» **Information supplied**
* * *
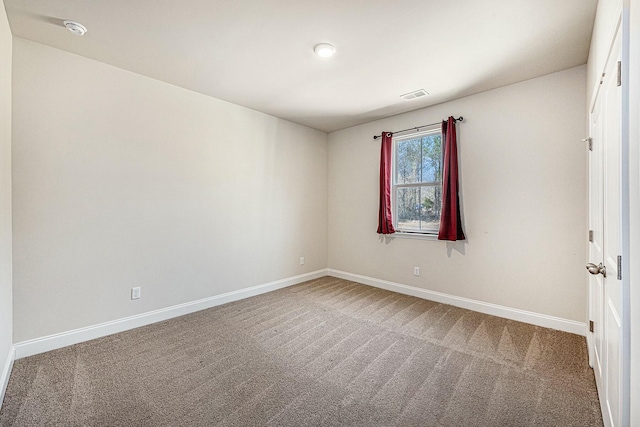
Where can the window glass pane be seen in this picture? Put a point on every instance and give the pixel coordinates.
(430, 204)
(431, 158)
(408, 208)
(408, 160)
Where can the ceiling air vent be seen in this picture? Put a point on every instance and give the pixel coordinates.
(413, 95)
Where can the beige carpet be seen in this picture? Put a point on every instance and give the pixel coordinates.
(326, 352)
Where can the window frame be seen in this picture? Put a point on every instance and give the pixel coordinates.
(435, 129)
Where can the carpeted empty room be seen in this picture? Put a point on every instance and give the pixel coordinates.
(326, 352)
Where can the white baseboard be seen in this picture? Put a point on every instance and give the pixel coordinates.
(543, 320)
(52, 342)
(6, 372)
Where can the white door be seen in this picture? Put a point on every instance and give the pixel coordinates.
(605, 289)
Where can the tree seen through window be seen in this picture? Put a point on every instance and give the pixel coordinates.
(418, 182)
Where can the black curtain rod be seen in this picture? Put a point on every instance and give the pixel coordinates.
(459, 119)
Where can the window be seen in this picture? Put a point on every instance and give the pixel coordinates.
(417, 182)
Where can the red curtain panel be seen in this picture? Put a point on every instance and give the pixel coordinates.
(450, 220)
(385, 221)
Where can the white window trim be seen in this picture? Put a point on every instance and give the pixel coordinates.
(420, 235)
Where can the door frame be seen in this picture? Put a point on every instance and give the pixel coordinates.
(622, 22)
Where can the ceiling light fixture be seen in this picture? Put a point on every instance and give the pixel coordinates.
(415, 94)
(324, 50)
(75, 27)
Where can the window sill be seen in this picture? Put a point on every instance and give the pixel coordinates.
(417, 236)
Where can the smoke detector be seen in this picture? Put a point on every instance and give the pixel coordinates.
(415, 94)
(75, 27)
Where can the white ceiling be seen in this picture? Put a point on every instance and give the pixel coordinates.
(259, 53)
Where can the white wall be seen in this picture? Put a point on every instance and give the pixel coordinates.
(5, 197)
(634, 189)
(523, 180)
(120, 180)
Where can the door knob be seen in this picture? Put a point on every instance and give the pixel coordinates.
(597, 269)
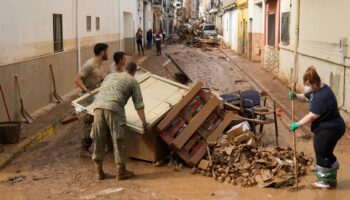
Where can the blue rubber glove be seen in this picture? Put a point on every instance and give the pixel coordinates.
(291, 95)
(294, 126)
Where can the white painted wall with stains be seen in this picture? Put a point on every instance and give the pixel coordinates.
(26, 27)
(322, 24)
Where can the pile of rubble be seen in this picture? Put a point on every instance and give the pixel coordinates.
(238, 159)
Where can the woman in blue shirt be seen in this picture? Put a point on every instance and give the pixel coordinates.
(326, 124)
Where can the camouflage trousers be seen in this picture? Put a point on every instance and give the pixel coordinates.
(86, 140)
(107, 124)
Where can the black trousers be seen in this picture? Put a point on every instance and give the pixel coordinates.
(139, 46)
(325, 141)
(159, 47)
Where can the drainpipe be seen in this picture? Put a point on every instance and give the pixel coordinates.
(296, 42)
(78, 34)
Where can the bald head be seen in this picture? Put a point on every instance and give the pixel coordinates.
(131, 68)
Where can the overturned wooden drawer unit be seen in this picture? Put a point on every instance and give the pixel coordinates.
(159, 96)
(195, 121)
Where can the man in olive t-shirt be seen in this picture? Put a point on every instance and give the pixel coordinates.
(89, 77)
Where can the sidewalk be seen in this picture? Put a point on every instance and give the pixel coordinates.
(275, 88)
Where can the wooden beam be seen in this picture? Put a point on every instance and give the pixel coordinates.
(220, 129)
(196, 122)
(178, 107)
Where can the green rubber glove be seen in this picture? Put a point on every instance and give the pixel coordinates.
(291, 95)
(294, 126)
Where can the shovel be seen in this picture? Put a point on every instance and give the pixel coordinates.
(24, 113)
(295, 161)
(55, 94)
(3, 99)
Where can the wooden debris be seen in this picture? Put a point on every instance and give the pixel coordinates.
(240, 160)
(203, 164)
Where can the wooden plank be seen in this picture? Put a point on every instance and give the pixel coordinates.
(191, 142)
(196, 122)
(200, 152)
(220, 129)
(156, 105)
(148, 147)
(178, 107)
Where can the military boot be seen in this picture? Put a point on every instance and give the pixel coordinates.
(85, 153)
(326, 177)
(123, 174)
(99, 170)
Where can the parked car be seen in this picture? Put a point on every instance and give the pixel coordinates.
(209, 30)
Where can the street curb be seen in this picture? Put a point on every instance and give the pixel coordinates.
(305, 132)
(25, 144)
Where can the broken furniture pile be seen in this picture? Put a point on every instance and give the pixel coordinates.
(196, 120)
(195, 130)
(238, 159)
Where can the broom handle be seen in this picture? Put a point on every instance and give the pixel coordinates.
(294, 141)
(3, 98)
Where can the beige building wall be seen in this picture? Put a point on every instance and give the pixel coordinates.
(26, 45)
(321, 27)
(255, 29)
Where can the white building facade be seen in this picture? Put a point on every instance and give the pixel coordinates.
(36, 34)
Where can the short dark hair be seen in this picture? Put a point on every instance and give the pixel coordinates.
(312, 77)
(99, 47)
(118, 56)
(131, 67)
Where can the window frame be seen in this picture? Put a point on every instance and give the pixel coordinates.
(57, 32)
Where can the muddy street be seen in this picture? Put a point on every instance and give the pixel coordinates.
(52, 168)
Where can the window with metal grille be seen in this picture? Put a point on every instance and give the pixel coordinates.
(285, 28)
(88, 23)
(271, 29)
(97, 23)
(57, 33)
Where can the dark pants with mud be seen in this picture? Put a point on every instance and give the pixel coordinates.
(86, 140)
(106, 123)
(159, 47)
(324, 143)
(139, 46)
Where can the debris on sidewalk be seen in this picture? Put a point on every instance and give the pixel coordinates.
(238, 159)
(13, 180)
(102, 193)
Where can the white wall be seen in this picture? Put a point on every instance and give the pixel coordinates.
(27, 31)
(321, 26)
(234, 25)
(226, 25)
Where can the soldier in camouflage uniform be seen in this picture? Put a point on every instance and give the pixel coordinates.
(89, 78)
(109, 113)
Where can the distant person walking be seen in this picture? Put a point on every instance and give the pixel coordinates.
(89, 77)
(158, 40)
(139, 41)
(149, 39)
* * *
Write out the data above exactly as it appears, but without any image.

» **Response to the task**
Where can the window glass pane be seen in this picture? Put a point on every instance and give the pixel coordinates.
(430, 204)
(431, 158)
(408, 208)
(408, 160)
Where can the ceiling air vent be seen in this picture? Put a point on every instance and give the pixel coordinates.
(413, 95)
Where can the beige carpet be seen in this picture? Put a point on every instance and give the pixel coordinates.
(326, 352)
Where can the window frame be seen in this picture? Put a point on every instance and give the pixel coordinates.
(435, 129)
Where can the carpeted empty room be seen in this picture? Put a point on every instance and give the pixel coordinates.
(326, 352)
Where can the white baseboard be seen in this picture? Put a point on every instance and give the pixel coordinates.
(543, 320)
(52, 342)
(6, 372)
Where can the white door be seen in this picture? Put a point on every instance and give the pixel coordinates.
(605, 289)
Where can the tree seen through window be seen in this picture? Put a point on every instance and give the pixel coordinates.
(418, 182)
Where can the black curtain rod be seen in this picture? Put a point on every instance and give the pixel coordinates.
(459, 119)
Where can the window be seen in this picture? Put a point on every instance and give the pixel coordinates.
(417, 182)
Where can the red curtain panel be seen in this picture? Put a point on every instance and give the pixel coordinates.
(450, 220)
(385, 221)
Where can the white window trim be seen in this picture? Put a point on every instance and give the pixel coordinates.
(420, 235)
Where can the door frame be seen in this picture? Put a point on every instance and give the pixel coordinates.
(622, 22)
Where can the ceiling light fixture be seen in this picture? Put a point on every instance and give the pixel coordinates.
(415, 94)
(324, 50)
(75, 27)
Where can the window sill be seen in this picture? Put a point on every instance and give the pixel coordinates.
(417, 236)
Where can the smoke detector be seen in this picture? Put a point on every instance and give the pixel coordinates.
(415, 94)
(75, 27)
Where can the white ceiling be seen in this picture? Put a point on every instance and give the pixel coordinates.
(259, 53)
Where can the white wall be seen in this picture? Put a point on every instance and give the pixel coordinates.
(5, 197)
(634, 189)
(523, 180)
(120, 180)
Where can the door knob be seen in this picture? Put a point on every instance and give the pixel coordinates.
(597, 269)
Where can the blue rubber glove be seen in this picture? Put a point on every instance and give the pixel coordinates.
(291, 95)
(294, 126)
Where can the white painted wall with stains be seen in this picture? Put a point on every instance and give the pixel coordinates.
(26, 27)
(322, 24)
Where can the pile of rubble be seen in this picture? Put a point on every instance and give the pixel coordinates.
(238, 159)
Where can the woman in blue shirt be seen in this picture? Put a point on every instance and give the pixel coordinates.
(326, 124)
Where can the camouflage trousers be seen in this picture? Put a point on every instance and give the pixel coordinates.
(86, 140)
(107, 124)
Where can the black trousers be seen in this picture? Put a point on every instance and give the pixel coordinates.
(139, 46)
(325, 141)
(159, 47)
Where can the drainpipe be seen in this picture? Put a point on every instance and give the pixel coordinates.
(296, 42)
(78, 34)
Where can the bald head be seen in this picture? Put a point on every instance and give the pixel coordinates.
(131, 68)
Where can the overturned wooden drawer unit be seen in this picture? Put a point on every instance and give the pixel coordinates.
(159, 96)
(195, 121)
Where can the man in olive t-shirt be seen in this picture? Put a point on every instance and give the pixel coordinates.
(89, 77)
Where can the sidewalk be seen in this picture? Put a point on every instance and give the pixel coordinates.
(275, 88)
Where can the wooden beam be seen in this picture? Put a point on every instance and give the pixel coordinates.
(220, 129)
(196, 122)
(178, 107)
Where can the green rubber glove be seen in this picture? Put a point on every instance and give the pixel coordinates.
(291, 95)
(294, 126)
Where can the shovel be seen in this picture? Put a point on every instance and give the pixel coordinates.
(24, 113)
(295, 161)
(55, 94)
(3, 99)
Where can the wooden debris be seen in this picture? Put a point on every instance and give the pixel coordinates.
(240, 160)
(203, 164)
Where can the wooden plank be seen in this picture? Put a point on every instance and give the pixel coordinates.
(191, 142)
(196, 122)
(200, 152)
(220, 129)
(156, 105)
(148, 147)
(178, 107)
Where can the military boot be seen in this picture? Put a point on every instance and give the pixel coordinates.
(85, 153)
(326, 177)
(123, 174)
(99, 170)
Where can the parked car be seen in this picture? Put a point on every instance and give the pixel coordinates.
(209, 30)
Where can the street curb be seen in this picture? Put a point on every instance and give the pixel coordinates.
(305, 132)
(25, 144)
Where can the broken furniture pile be seen in this picture? Put a point on every instance and give the pixel coordinates.
(196, 120)
(195, 130)
(238, 159)
Where can the broom handle be seen in this picture? Put a point on every instance and give the pixel coordinates.
(294, 141)
(3, 98)
Where can the beige building wall be seen in this picture? Put a point on every instance and give the pixel coordinates.
(26, 45)
(321, 27)
(255, 29)
Where can the white building facade be seen in this picture? Put a point on every instance and give the pixel coordinates.
(36, 34)
Where can the short dark hair be seen in this picture? Put a point on every instance and give the pixel coordinates.
(312, 77)
(99, 47)
(118, 56)
(131, 67)
Where can the window frame be seen in this picture? Put a point on every instance and give the pixel coordinates.
(57, 32)
Where can the muddy street be seen in this picture? Put a point on every instance and give the pixel coordinates.
(52, 168)
Where can the window with metal grille be seen in this picture? Put a point on every instance and give the pixel coordinates.
(285, 28)
(88, 23)
(271, 29)
(97, 23)
(57, 33)
Where can the dark pants with mud be seen in this picture? Put a point on every instance and give the pixel coordinates.
(86, 140)
(106, 123)
(159, 47)
(324, 143)
(139, 46)
Where can the debris on sidewalk be seen in this picture? Put a point on every instance and give the pixel coordinates.
(238, 159)
(13, 180)
(102, 193)
Where can the white wall be seen in this picture? Put a point on every instance and give the pixel coordinates.
(27, 31)
(321, 26)
(234, 25)
(226, 25)
Where can the soldier in camouflage uniform be seen in this picture? Put a point on every instance and give the pixel coordinates.
(89, 78)
(109, 113)
Where can the distant person walking be seen in this picture? Put a point on every instance and give the pixel coordinates.
(89, 77)
(158, 40)
(139, 41)
(149, 39)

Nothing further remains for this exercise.